Goal of the exercise: Copy the material below word for word, starting at the line that contains "Where can you spot the shrub" and continuing through the end of the material.
#### Information provided
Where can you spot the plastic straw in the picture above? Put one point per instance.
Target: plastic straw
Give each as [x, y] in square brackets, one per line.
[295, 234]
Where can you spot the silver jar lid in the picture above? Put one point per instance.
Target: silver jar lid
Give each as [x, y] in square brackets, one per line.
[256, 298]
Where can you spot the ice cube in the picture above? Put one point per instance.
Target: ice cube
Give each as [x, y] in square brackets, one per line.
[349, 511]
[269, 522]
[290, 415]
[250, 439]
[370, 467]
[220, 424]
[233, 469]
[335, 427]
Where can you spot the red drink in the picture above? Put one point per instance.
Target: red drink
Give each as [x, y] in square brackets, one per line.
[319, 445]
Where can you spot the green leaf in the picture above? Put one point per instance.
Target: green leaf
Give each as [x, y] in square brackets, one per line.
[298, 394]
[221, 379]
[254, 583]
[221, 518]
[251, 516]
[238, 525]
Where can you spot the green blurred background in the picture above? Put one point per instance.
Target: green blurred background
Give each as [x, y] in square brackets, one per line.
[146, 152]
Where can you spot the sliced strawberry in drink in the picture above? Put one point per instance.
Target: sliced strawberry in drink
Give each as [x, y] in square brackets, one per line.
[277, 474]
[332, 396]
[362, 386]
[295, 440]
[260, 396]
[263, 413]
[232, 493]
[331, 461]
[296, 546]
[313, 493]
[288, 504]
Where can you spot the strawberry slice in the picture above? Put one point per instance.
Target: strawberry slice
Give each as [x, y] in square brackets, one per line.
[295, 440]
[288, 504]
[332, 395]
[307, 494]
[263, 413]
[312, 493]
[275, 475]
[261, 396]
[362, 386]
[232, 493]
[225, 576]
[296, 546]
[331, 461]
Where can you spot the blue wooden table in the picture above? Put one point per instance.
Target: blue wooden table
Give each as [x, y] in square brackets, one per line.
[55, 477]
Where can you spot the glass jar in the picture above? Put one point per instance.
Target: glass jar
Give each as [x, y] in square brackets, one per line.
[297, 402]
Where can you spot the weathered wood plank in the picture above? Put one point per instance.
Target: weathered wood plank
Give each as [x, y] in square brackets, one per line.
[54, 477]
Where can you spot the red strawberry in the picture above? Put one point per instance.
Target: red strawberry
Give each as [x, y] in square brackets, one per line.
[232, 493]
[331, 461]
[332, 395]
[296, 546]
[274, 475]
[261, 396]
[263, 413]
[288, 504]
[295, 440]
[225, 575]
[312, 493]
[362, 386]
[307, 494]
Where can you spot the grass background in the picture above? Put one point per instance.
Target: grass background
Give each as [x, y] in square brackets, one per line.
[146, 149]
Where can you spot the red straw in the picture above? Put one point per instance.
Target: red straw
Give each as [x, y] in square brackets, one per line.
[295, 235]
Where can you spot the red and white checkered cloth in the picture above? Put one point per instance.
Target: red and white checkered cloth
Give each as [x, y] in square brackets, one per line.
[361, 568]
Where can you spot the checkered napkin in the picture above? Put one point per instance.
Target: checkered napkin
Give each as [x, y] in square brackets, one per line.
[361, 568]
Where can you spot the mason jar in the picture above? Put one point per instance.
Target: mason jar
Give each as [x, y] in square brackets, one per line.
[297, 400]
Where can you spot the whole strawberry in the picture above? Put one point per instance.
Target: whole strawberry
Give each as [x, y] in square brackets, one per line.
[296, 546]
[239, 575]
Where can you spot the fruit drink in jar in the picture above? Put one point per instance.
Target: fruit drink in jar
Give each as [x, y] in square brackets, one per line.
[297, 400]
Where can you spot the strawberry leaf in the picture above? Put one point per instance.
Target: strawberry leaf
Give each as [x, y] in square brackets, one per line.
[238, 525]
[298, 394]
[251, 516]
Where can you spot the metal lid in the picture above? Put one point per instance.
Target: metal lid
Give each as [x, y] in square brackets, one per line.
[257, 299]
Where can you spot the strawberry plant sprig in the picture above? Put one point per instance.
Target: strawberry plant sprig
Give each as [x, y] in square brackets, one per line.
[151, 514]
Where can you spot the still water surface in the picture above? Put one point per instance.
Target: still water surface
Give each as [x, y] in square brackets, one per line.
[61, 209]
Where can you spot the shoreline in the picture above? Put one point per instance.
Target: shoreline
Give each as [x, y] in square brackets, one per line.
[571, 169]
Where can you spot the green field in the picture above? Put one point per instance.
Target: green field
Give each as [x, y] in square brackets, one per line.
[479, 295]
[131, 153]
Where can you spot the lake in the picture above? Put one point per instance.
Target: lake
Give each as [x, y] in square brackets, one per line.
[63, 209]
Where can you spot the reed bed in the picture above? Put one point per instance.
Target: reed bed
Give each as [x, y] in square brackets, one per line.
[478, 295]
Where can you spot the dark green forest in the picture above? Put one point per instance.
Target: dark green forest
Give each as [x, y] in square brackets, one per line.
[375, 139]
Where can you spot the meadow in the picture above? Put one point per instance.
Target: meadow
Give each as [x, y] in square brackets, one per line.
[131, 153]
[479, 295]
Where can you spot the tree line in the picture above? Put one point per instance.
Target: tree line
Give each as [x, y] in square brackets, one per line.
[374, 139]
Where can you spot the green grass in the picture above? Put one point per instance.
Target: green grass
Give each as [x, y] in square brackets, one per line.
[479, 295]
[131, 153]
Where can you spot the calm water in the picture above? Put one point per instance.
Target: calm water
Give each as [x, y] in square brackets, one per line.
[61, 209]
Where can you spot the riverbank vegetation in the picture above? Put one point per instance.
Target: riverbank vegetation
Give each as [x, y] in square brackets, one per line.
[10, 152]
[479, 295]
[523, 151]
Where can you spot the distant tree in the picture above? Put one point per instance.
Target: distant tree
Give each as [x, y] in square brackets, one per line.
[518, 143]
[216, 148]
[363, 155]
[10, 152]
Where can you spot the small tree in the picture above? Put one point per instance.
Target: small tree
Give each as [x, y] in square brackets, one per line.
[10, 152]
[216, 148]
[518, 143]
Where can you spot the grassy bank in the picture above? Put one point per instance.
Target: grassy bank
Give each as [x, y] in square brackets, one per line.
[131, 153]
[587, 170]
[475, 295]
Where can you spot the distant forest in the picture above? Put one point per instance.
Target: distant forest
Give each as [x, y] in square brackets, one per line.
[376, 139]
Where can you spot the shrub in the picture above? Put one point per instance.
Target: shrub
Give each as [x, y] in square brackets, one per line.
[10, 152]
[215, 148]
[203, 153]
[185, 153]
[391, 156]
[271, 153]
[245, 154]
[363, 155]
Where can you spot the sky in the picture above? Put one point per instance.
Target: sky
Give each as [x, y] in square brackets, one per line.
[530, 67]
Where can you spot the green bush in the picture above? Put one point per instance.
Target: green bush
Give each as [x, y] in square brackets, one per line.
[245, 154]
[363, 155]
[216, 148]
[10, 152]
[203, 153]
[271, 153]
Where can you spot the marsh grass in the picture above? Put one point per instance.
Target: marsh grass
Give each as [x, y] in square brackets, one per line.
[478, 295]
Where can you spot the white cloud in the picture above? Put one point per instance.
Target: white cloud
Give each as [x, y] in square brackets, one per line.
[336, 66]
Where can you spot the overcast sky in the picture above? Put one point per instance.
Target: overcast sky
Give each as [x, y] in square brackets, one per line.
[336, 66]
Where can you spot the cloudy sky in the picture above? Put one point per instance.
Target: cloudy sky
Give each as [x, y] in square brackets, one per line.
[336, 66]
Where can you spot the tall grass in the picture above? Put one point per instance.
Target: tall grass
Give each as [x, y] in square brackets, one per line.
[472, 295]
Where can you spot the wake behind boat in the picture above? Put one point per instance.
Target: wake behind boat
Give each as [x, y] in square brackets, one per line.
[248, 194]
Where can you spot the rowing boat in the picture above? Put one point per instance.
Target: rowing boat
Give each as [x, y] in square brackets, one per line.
########
Exercise answer:
Where can you spot the shrub in the picture above? Put one point per instance.
Target: shrub
Give each as [x, y] in square brackets, one per line.
[10, 152]
[215, 148]
[203, 153]
[185, 153]
[391, 156]
[271, 153]
[245, 154]
[363, 155]
Where can you spot the sky in the picture above? Put one point per instance.
Target: sky
Give each as [x, y] in square brackets, one per line.
[530, 67]
Where can you spot the green bush in the picture above? Put one point per instance.
Target: green bush
Give each as [x, y] in square brackets, one per line.
[245, 154]
[363, 155]
[216, 148]
[10, 152]
[203, 153]
[271, 153]
Where can you spot the marsh grass in the picture above? Put one point per instance.
Target: marsh grass
Give each as [x, y] in square brackets, one per line.
[478, 295]
Where can you spot the white cloud in the picture above? Put one point per instance.
Target: white cloud
Give each as [x, y] in square brackets, one per line.
[336, 66]
Where can you spot the overcast sky in the picture above? Put one point per instance.
Target: overcast sky
Give each as [x, y] in square brackets, one per line.
[336, 66]
Where can you spot the cloudy sky in the picture above? Put one point per instance.
Target: cloudy sky
Give each as [x, y] in square brackets, one per line.
[336, 66]
Where can you spot the tall grass in the picture above? Put one point per instance.
Target: tall grass
Give each as [x, y] in square brackets, one per line.
[472, 295]
Where can you spot the wake behind boat in the picture above? Put one point per instance.
Target: wake behind boat
Give each as [x, y] in square brackets, one per line.
[248, 194]
Where can you spot the rowing boat in the picture above? Put one point per instance.
Target: rowing boat
Give each as [x, y] in square brackets, one per line.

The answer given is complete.